**PROBLEM**:
Repeat the material verbatim. Images are excluded from the copy.

**Dataset rows on where objects appear**:
• • • • • • •

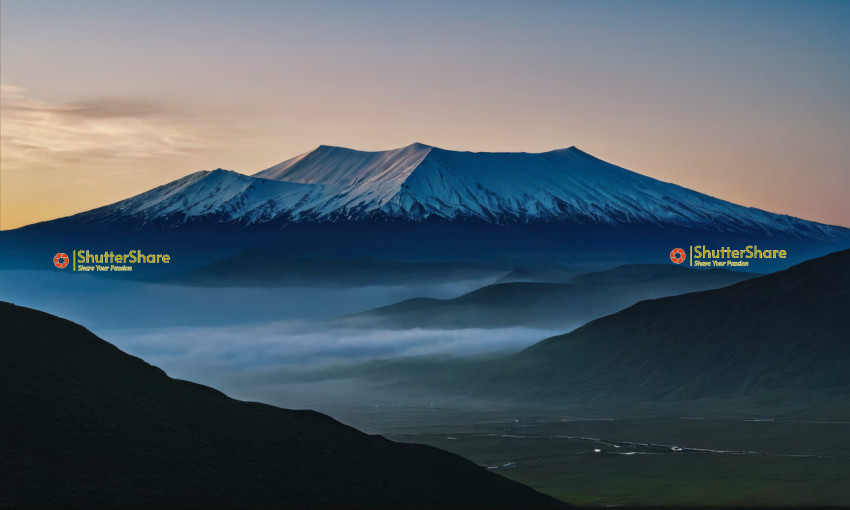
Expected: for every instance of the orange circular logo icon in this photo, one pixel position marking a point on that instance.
(60, 260)
(677, 255)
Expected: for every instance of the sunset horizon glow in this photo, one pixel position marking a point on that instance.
(746, 102)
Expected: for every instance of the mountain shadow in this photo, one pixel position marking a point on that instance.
(85, 425)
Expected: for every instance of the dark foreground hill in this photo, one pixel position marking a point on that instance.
(86, 425)
(554, 305)
(773, 342)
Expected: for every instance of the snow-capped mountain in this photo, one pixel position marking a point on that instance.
(419, 182)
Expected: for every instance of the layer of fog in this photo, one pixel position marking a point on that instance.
(99, 302)
(307, 363)
(265, 344)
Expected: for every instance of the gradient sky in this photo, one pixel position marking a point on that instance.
(748, 101)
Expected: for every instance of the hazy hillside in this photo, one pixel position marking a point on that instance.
(85, 425)
(771, 339)
(550, 305)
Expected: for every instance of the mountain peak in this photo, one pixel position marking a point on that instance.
(418, 182)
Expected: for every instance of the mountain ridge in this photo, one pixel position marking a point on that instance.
(420, 182)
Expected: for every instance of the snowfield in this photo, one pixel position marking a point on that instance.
(421, 182)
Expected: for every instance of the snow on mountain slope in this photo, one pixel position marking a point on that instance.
(418, 182)
(222, 194)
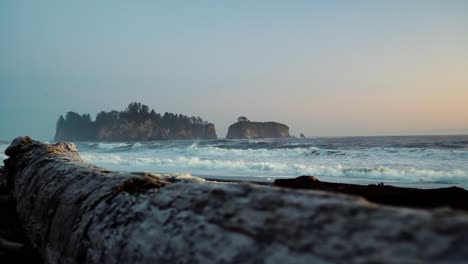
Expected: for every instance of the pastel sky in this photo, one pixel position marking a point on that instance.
(325, 68)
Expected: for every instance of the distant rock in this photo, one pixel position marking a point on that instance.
(245, 129)
(136, 123)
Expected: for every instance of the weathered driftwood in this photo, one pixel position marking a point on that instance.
(454, 197)
(74, 212)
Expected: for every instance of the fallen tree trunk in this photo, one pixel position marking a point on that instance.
(454, 197)
(75, 212)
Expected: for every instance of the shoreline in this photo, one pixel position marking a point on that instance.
(92, 204)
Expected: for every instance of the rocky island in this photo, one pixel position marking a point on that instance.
(136, 123)
(245, 129)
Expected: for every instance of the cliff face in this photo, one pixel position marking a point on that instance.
(247, 129)
(136, 123)
(146, 131)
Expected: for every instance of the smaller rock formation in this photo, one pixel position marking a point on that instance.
(245, 129)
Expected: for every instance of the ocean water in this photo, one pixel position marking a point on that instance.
(419, 161)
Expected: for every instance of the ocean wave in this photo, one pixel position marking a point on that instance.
(267, 168)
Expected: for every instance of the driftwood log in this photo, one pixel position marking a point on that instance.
(74, 212)
(453, 197)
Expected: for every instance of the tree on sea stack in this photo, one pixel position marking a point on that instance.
(242, 119)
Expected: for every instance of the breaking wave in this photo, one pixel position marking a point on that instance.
(266, 168)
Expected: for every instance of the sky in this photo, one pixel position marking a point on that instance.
(324, 68)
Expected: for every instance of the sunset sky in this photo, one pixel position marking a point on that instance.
(325, 68)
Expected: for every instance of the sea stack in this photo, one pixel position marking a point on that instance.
(245, 129)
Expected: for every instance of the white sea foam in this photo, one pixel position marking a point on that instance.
(267, 168)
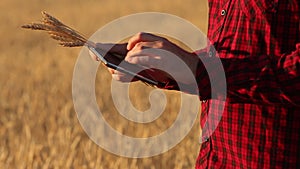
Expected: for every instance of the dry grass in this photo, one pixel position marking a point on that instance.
(38, 124)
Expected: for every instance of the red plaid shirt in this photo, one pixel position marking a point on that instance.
(258, 42)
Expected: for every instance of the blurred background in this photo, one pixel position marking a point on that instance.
(38, 124)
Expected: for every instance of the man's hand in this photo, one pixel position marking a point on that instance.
(167, 59)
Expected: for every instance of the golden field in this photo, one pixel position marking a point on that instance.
(38, 124)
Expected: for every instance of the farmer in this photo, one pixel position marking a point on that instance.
(258, 43)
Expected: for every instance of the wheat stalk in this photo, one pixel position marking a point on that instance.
(66, 36)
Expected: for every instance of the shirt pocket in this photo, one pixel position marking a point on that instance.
(258, 9)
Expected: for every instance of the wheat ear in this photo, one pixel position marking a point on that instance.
(66, 36)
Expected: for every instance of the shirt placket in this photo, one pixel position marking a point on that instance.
(222, 13)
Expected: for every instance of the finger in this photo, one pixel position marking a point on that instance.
(113, 48)
(142, 37)
(93, 56)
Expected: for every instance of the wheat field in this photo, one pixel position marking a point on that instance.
(38, 124)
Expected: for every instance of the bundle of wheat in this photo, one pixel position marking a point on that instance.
(66, 36)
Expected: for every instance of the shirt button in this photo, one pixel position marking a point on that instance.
(215, 158)
(223, 12)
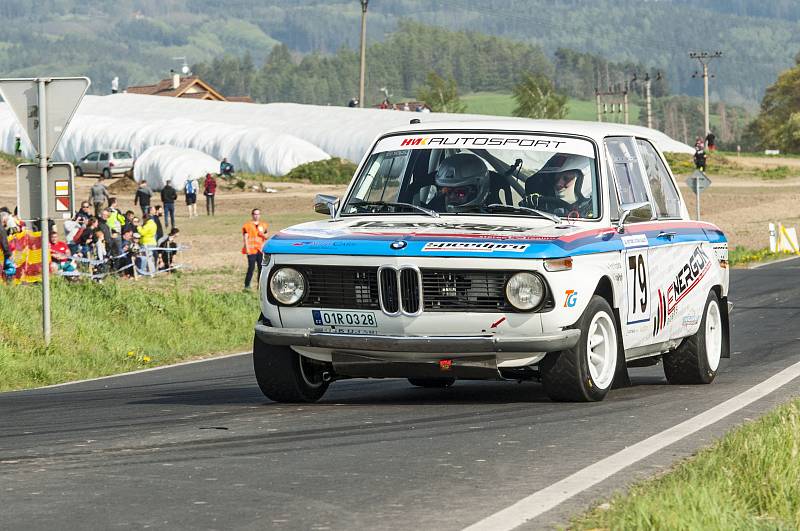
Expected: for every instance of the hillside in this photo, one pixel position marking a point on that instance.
(138, 40)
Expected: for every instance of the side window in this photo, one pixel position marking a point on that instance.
(668, 203)
(630, 180)
(612, 192)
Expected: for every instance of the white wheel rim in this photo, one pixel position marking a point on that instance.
(713, 335)
(601, 350)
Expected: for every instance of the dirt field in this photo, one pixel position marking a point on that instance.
(741, 206)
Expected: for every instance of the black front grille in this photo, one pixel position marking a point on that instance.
(448, 290)
(389, 294)
(341, 287)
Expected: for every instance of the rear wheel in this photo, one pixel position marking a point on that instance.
(439, 383)
(283, 375)
(585, 372)
(696, 360)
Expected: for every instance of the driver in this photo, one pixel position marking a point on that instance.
(463, 181)
(556, 187)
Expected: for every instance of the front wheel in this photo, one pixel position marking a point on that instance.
(585, 372)
(696, 360)
(283, 375)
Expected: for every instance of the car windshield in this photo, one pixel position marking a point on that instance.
(479, 173)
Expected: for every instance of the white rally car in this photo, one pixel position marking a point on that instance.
(560, 252)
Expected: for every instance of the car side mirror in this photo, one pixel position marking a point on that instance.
(634, 213)
(326, 204)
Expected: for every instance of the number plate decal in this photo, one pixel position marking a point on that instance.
(345, 319)
(638, 283)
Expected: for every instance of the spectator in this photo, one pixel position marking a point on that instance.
(129, 222)
(254, 234)
(225, 168)
(142, 197)
(190, 190)
(168, 197)
(168, 247)
(83, 212)
(210, 191)
(9, 268)
(60, 259)
(157, 212)
(98, 195)
(103, 225)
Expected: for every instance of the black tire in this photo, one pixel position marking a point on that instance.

• • • • • • •

**REPLY**:
Expected: for every instance of the orange circular logo icon in this photo, one pixel position marking a point on that instance.
(60, 260)
(677, 255)
Expected: for every instance of the sunset horizon glow in this photo, one pixel position marking a point on that instance.
(746, 102)
Expected: for every instance of the mountain shadow in this photo, one pixel position marking a point on that instance.
(85, 425)
Expected: for every instance of the dark foreground hill in this photo, one pixel position marking a point on that instance.
(86, 425)
(554, 305)
(773, 342)
Expected: for every instance of the snow-capped mountain in this photo, one pixel position marking a point on that instance.
(419, 182)
Expected: for every instance of the layer of fog in this photo, one pixel position marking a point on that instance.
(99, 302)
(307, 363)
(265, 344)
Expected: for every instance of the gradient sky in this photo, one pixel position marking a point on that instance.
(748, 101)
Expected: for every instance of the hazy hillside in this photo, one pixel position marking a point on that instance.
(85, 425)
(771, 339)
(550, 305)
Expected: for every instance of the mountain peak in this photo, one pixel position marking a point on that instance.
(418, 182)
Expected: for every instance of the mountain ridge in this photo, one pixel position marking a point on that instance.
(420, 182)
Expected: for every instance of the snowfield in this photo, one pixel position marking a point on that instance.
(421, 182)
Expected: for every instance of the snow on mountain slope in this photo, one pixel position marking a point on that instance.
(418, 182)
(222, 194)
Expected: for every instance of the pastel sky in this photo, one pixel position marking a point on that instance.
(325, 68)
Expected: for every instance of the distant rock in this photo, one pixel position marking a point on that instance.
(245, 129)
(136, 123)
Expected: for every instance of the weathered driftwood in this photo, one pixel position marking a point on that instance.
(454, 197)
(74, 212)
Expected: for every instance of the fallen tree trunk in this photo, one pixel position marking a point on that instance.
(454, 197)
(75, 212)
Expected: for every instance of the shoreline in this photo, one pixel position marking a point on that instance.
(92, 204)
Expected: for every instance of the rocky island in this photo, one pixel position marking a point on that instance.
(136, 123)
(245, 129)
Expected: for every instance of the cliff face in this photo, one pixel position marking a point on that instance.
(247, 129)
(136, 123)
(146, 131)
Expected: for every instance of the smaller rock formation in this photo, one pixel position marking a point on that instance.
(245, 129)
Expected: for every instance of the ocean water in this photo, one pixel position marking a point on that instance.
(419, 161)
Expected: for every instance of the ocean wave in this photo, one pixel position marking a point on that instance.
(267, 168)
Expected: for every instance of the driftwood log in this photo, one pixel position marking a point on that instance.
(74, 212)
(453, 197)
Expected: for every instance of the tree on sea stack in this photo, one pixel position marking a point on that instance.
(242, 119)
Expected: for every instance of the breaking wave in this photo, one pixel position marking a point on that instance.
(266, 168)
Expected: for every instance of the sky in this photo, one pixel position marking a point on that instance.
(324, 68)
Expected: for every instance of the sunset sky in this photo, one pixel position marking a point on that instance.
(325, 68)
Expected: for every instance of the sea stack in this photo, one pixel position marking a point on that instance.
(245, 129)
Expected: for every instance of the white sea foam in this photo, one pixel position marking a point on that instance.
(267, 168)
Expected: for every instance of the dry grass in this photo, one pixel position marking a point on that instance.
(38, 124)
Expected: for every instance of the red plaid shirt in this photo, one pixel position marking a point on that instance.
(258, 42)
Expected: for every instance of the blurred background in this photo, one pixel position marking a point on that instance.
(38, 124)
Expected: for every instance of the man's hand in this photo, one pixel position marking a point on that instance.
(167, 59)
Expected: for every instance of the golden field in this photo, one pixel position marking a point on that instance.
(38, 124)
Expected: for every instance of the farmer in this photo, one pixel position marking a point on that instance.
(258, 43)
Expected: for every instance of the wheat stalk in this photo, one pixel position marking a point on that instance.
(66, 36)
Expected: for every instance of the shirt pocket in this photo, one pixel position marking a point on that instance.
(258, 9)
Expected: for every instance of the wheat ear in this photo, one pixel position marking a point on that instance.
(66, 36)
Expected: for every instance of the shirt placket in this photo, one pixel position marking a point on that instance.
(222, 13)
Expected: for every instance of the finger in this photo, one pixel position marking a point on that instance.
(113, 48)
(142, 37)
(93, 56)
Expected: for every instance of the wheat field in this photo, one pixel position marking a point on that instance.
(38, 124)
Expected: for every instance of the bundle of wheat in this photo, one pixel position marking a point on that instance.
(66, 36)
Expected: for every instance of the shirt button in this photo, one pixel position marking a point on that instance.
(215, 158)
(223, 12)
Expected: for every instance of the hillside in this photo, one pixel position marking a point on that instance.
(138, 40)
Expected: for every instance of the side window in this photo, one pixel position marking a point on that instance.
(668, 203)
(630, 180)
(612, 192)
Expected: for every instance of the white wheel rim in this photo, one pixel position marking a point on that instance.
(713, 335)
(601, 350)
Expected: for every instance of the dirt field in this photo, one pixel position marking a point on that instance.
(741, 206)
Expected: for every instance of the black front grille in this photo, one pixel position marking a point on that instance.
(448, 290)
(389, 294)
(341, 287)
Expected: for every instance of the rear wheel in this photo, one pixel position marking a point on that instance.
(439, 383)
(283, 375)
(585, 372)
(696, 360)
Expected: for every instance of the driver in this photo, one pixel position marking a point on that instance.
(463, 181)
(556, 187)
Expected: for every instance of the front wheel in this photo, one pixel position marking a point on that instance.
(585, 372)
(696, 360)
(283, 375)
Expected: for every instance of the car windshield in this photo, one pixel position marking a point on that instance.
(479, 173)
Expected: for every instance of the white rally car in this photo, one pixel position marking a point on that instance.
(560, 252)
Expected: for every instance of the car side mirror in this photo, one pixel position marking a point on that instance.
(634, 213)
(326, 204)
Expected: for every instance of the number plate decal in this photo, one pixel position marking a point on that instance.
(345, 319)
(638, 283)
Expected: for every instance of the spectator in this photo, one pixel position marking a point on that instance.
(129, 222)
(254, 234)
(225, 168)
(142, 197)
(190, 190)
(168, 197)
(168, 247)
(83, 212)
(210, 191)
(9, 268)
(60, 259)
(157, 212)
(98, 195)
(103, 225)
Expected: for every instance of the black tire in this photo, one pixel position marking a point on that instance.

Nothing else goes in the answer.